___ Information shown ___

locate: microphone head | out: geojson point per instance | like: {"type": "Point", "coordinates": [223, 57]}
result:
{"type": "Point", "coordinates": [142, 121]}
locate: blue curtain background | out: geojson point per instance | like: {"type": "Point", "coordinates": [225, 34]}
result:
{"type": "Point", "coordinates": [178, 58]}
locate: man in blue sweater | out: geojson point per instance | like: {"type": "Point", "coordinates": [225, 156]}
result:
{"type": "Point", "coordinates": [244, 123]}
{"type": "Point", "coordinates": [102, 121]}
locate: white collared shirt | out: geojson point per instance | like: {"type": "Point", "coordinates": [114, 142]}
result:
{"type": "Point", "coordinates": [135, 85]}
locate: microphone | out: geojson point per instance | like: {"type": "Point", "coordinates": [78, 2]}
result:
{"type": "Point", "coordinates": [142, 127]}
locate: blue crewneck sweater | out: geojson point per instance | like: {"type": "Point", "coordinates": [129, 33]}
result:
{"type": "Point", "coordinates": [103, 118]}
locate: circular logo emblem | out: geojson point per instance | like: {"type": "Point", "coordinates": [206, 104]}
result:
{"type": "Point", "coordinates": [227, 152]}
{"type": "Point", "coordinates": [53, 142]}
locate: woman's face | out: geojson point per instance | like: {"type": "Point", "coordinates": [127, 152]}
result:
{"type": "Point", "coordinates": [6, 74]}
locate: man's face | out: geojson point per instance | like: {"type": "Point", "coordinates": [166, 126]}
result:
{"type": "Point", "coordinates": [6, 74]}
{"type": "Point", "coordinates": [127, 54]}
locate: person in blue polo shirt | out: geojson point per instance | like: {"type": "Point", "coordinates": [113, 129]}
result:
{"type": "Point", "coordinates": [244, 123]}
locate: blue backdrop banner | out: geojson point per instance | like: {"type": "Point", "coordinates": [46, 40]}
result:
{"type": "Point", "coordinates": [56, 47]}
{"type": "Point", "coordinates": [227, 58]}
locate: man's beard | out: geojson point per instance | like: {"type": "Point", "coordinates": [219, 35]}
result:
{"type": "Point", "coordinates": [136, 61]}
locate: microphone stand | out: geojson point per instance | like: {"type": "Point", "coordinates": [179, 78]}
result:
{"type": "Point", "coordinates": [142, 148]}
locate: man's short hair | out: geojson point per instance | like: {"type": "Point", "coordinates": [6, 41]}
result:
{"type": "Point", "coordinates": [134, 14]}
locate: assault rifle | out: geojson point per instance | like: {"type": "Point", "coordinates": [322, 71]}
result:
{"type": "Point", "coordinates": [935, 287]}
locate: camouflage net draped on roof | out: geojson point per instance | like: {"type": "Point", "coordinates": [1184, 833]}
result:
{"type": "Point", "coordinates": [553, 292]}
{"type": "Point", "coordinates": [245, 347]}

___
___ Information shown ___

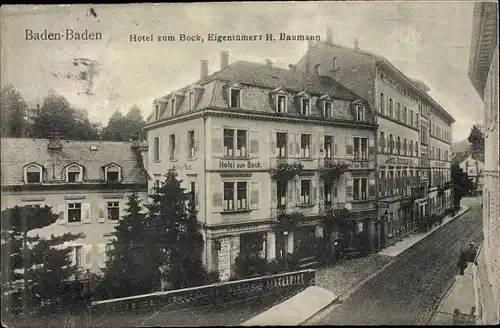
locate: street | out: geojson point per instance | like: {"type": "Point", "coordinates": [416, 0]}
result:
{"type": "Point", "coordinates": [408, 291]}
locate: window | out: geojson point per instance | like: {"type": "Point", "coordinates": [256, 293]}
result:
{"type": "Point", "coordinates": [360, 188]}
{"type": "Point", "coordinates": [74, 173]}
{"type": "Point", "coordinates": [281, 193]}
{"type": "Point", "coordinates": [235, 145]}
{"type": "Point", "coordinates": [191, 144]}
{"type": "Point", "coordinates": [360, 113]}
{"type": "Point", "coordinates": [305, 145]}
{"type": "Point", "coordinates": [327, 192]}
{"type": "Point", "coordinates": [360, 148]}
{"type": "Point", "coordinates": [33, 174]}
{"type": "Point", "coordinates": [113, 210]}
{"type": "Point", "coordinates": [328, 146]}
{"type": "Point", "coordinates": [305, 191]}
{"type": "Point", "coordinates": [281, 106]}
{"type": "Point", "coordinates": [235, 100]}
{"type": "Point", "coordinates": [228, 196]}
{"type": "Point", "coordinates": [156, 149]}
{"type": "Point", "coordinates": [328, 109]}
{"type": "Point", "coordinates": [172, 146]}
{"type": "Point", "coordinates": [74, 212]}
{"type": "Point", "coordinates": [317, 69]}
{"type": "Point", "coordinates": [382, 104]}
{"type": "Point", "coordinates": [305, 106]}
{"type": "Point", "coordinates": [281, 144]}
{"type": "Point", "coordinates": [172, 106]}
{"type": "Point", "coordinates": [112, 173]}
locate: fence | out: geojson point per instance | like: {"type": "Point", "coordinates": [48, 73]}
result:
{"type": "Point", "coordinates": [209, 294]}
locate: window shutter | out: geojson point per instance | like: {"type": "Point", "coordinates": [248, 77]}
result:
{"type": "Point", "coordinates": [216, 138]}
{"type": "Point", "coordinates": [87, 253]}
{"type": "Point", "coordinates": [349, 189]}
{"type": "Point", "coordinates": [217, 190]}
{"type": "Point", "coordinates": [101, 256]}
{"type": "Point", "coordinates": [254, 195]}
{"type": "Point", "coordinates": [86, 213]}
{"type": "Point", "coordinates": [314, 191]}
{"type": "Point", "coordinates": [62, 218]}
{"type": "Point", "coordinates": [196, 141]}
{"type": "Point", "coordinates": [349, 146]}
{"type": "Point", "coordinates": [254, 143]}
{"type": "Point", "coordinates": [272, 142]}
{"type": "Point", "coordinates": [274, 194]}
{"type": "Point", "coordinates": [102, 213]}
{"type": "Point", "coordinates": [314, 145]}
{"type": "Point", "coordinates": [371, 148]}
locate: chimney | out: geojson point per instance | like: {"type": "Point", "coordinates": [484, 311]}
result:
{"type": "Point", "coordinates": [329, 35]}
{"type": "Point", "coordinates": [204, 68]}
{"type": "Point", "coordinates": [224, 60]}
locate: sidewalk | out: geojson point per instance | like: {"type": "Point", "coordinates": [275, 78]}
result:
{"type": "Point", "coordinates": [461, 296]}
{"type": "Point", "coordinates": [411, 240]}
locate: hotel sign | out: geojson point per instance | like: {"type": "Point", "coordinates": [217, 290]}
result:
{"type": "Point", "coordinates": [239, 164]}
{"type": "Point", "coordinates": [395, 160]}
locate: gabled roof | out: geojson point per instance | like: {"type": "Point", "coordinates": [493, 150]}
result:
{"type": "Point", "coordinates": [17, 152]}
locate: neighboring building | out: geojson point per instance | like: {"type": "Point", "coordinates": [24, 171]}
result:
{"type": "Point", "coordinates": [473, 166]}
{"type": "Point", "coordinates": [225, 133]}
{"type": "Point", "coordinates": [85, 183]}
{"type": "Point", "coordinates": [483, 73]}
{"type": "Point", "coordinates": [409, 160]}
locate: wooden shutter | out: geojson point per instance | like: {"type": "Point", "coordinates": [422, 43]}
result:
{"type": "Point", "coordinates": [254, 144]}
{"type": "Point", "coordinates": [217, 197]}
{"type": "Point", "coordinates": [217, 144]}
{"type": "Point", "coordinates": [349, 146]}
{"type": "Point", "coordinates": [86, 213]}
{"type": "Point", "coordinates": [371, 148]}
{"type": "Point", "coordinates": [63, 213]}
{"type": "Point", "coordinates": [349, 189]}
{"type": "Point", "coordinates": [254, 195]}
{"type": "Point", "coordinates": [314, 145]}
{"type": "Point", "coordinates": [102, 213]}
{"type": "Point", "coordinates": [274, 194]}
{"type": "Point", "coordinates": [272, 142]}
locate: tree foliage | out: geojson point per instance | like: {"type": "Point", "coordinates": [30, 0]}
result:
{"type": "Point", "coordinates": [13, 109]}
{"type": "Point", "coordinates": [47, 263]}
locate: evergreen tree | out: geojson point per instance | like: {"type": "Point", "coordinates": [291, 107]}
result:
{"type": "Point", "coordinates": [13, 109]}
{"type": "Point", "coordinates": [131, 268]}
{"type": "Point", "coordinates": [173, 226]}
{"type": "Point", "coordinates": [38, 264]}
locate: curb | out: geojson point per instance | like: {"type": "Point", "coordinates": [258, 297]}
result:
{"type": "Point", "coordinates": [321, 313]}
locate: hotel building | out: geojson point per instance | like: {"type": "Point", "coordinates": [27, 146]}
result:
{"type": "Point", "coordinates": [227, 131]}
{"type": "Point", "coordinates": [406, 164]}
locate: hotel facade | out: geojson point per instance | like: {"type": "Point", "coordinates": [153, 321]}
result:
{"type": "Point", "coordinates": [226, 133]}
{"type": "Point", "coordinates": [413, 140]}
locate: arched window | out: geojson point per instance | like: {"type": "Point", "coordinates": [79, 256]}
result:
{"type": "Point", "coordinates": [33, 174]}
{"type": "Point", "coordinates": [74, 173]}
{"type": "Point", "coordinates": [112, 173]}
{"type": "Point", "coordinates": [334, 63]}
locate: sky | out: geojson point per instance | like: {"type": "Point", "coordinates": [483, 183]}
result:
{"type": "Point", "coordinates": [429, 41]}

___
___ Information shown ___

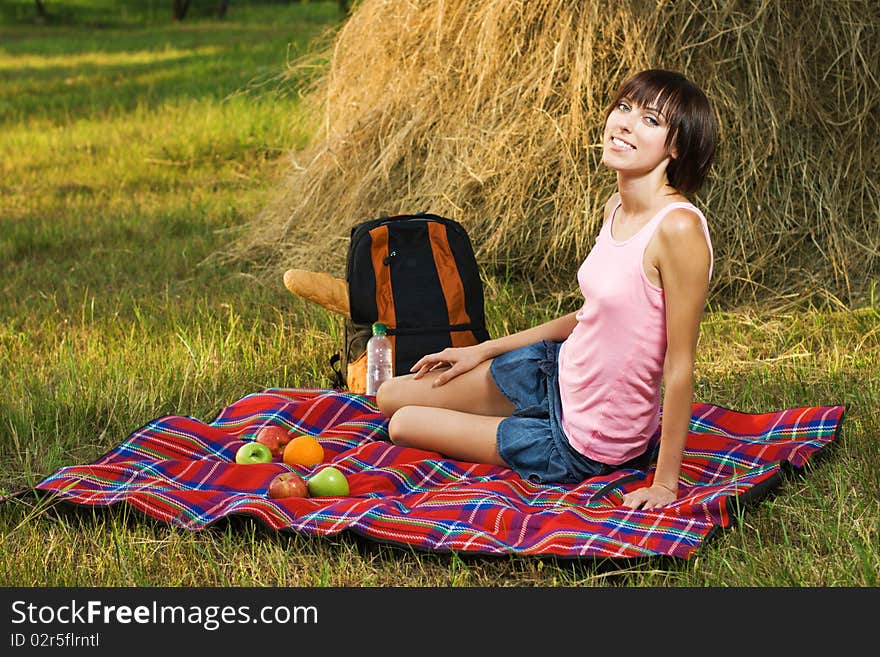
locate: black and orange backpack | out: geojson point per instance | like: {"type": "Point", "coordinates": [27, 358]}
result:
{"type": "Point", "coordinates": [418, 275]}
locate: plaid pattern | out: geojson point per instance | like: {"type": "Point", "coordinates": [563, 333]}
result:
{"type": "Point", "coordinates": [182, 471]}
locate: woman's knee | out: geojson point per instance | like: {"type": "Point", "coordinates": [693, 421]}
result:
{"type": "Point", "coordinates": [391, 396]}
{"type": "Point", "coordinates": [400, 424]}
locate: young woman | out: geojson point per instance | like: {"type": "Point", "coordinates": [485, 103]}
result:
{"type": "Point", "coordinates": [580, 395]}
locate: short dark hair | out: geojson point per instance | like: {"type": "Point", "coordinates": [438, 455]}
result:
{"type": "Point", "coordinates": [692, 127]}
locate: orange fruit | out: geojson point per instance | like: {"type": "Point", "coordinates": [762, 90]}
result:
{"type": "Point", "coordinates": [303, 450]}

___

**Your instructions**
Pull out every line in the records that contains the word "hair", and list each one in full.

**Task output**
locate: man's short hair | out: geojson point per instance | like: {"type": "Point", "coordinates": [6, 41]}
locate: short dark hair | out: geojson point per instance | like: {"type": "Point", "coordinates": [438, 455]}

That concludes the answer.